### WORK ORDER
All of the data that follows is to be printed exactly, without pictures.

Start of Block

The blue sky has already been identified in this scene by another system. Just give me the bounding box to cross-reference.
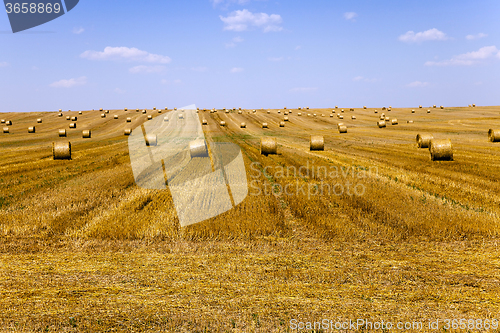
[1,0,499,112]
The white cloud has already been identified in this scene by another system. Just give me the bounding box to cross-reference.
[289,87,318,93]
[268,57,283,62]
[129,65,166,73]
[425,45,500,66]
[466,33,487,40]
[407,81,429,87]
[114,88,125,94]
[81,47,171,64]
[231,67,244,73]
[399,28,448,43]
[220,9,283,32]
[50,76,87,88]
[0,62,8,67]
[343,12,358,21]
[225,36,244,48]
[191,66,208,72]
[73,27,84,34]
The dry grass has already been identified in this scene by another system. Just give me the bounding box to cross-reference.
[0,106,500,331]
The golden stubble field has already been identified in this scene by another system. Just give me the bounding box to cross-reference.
[0,105,500,332]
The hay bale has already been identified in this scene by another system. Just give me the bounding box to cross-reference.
[440,106,444,109]
[202,119,208,125]
[338,125,347,133]
[79,111,83,115]
[427,109,431,113]
[377,120,386,128]
[472,104,476,107]
[277,110,281,114]
[189,139,209,158]
[321,114,325,117]
[145,134,157,146]
[165,107,168,110]
[225,109,230,113]
[262,123,268,128]
[178,114,184,119]
[387,107,392,111]
[298,113,302,116]
[260,137,277,155]
[100,108,103,111]
[0,119,4,123]
[52,142,71,160]
[341,109,344,113]
[468,104,471,107]
[374,110,378,113]
[28,126,35,133]
[338,115,343,119]
[350,108,354,112]
[289,110,292,114]
[114,115,119,119]
[147,115,153,120]
[380,115,385,120]
[136,109,140,112]
[126,117,131,122]
[69,123,76,128]
[284,111,288,115]
[105,110,109,113]
[58,113,63,117]
[310,135,324,150]
[240,122,246,128]
[59,129,66,137]
[284,107,287,109]
[101,113,106,118]
[238,110,242,114]
[306,107,309,109]
[158,110,162,113]
[430,139,453,161]
[337,122,344,127]
[153,107,156,110]
[142,110,147,114]
[124,129,132,136]
[279,121,285,127]
[298,107,302,110]
[284,116,289,121]
[220,121,226,126]
[267,110,271,114]
[419,105,422,108]
[329,114,333,117]
[59,109,62,112]
[82,130,91,138]
[124,108,127,111]
[433,105,436,108]
[174,108,177,110]
[411,109,415,113]
[407,120,414,124]
[351,116,356,120]
[416,133,433,148]
[363,106,367,109]
[382,107,386,110]
[391,118,398,125]
[253,110,256,113]
[66,116,70,120]
[385,116,390,121]
[239,107,241,110]
[488,129,500,142]
[2,127,9,133]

End of Block

### EXERCISE RESPONSE
The blue sky has already been identified in this scene by another system. Just give me the bounding box to cross-reference.
[1,0,499,112]
The white cloud has already been identified in this scene by another system. Just give me the bounding box to cross-reference.
[289,87,318,93]
[268,57,283,62]
[129,65,166,73]
[425,45,500,66]
[466,33,487,40]
[407,81,429,87]
[114,88,125,94]
[81,47,171,64]
[231,67,244,73]
[399,28,448,43]
[220,9,283,32]
[50,76,87,88]
[0,62,8,67]
[343,12,358,21]
[225,36,244,48]
[191,66,208,72]
[73,27,84,34]
The dry grass has already been identified in this scene by another system. Just give me the bounding box to cross-reference.
[0,106,500,331]
The golden stubble field has already been identified in this scene by another system. Just give me the bounding box to cross-reference.
[0,105,500,332]
The hay bale has already been identified in this scene by another system. Just give me the bounding box to cross-reference.
[440,106,444,109]
[202,119,208,125]
[338,125,347,133]
[79,111,83,115]
[427,109,431,113]
[377,120,386,128]
[472,104,476,107]
[277,110,281,114]
[189,139,209,158]
[321,114,325,117]
[145,134,157,146]
[165,107,168,110]
[225,109,230,113]
[262,123,268,128]
[178,114,184,119]
[387,107,392,111]
[298,113,302,116]
[260,137,277,155]
[100,108,103,111]
[0,119,4,123]
[52,142,71,160]
[341,109,344,113]
[468,104,471,107]
[374,110,378,113]
[28,126,35,133]
[338,115,343,119]
[350,108,354,112]
[289,110,292,114]
[114,115,119,119]
[147,115,153,120]
[380,115,385,120]
[136,109,140,112]
[126,117,131,122]
[69,123,76,128]
[284,111,288,115]
[105,110,109,113]
[58,113,63,117]
[310,135,324,150]
[240,122,246,128]
[59,129,66,137]
[284,107,287,109]
[101,113,106,118]
[238,110,242,114]
[306,107,309,109]
[158,110,162,113]
[430,139,453,161]
[337,122,344,127]
[153,107,156,110]
[142,110,147,114]
[124,129,132,136]
[279,121,285,127]
[298,107,302,110]
[284,116,289,121]
[220,121,226,126]
[267,110,271,114]
[419,105,422,108]
[329,114,333,117]
[59,109,62,112]
[82,130,91,138]
[124,108,127,111]
[433,105,436,108]
[174,108,177,110]
[411,109,415,113]
[407,120,414,124]
[351,116,356,120]
[416,133,433,148]
[363,106,367,109]
[382,107,386,110]
[391,118,398,125]
[253,110,256,113]
[66,116,70,120]
[385,116,390,121]
[239,107,241,110]
[488,129,500,142]
[2,127,9,133]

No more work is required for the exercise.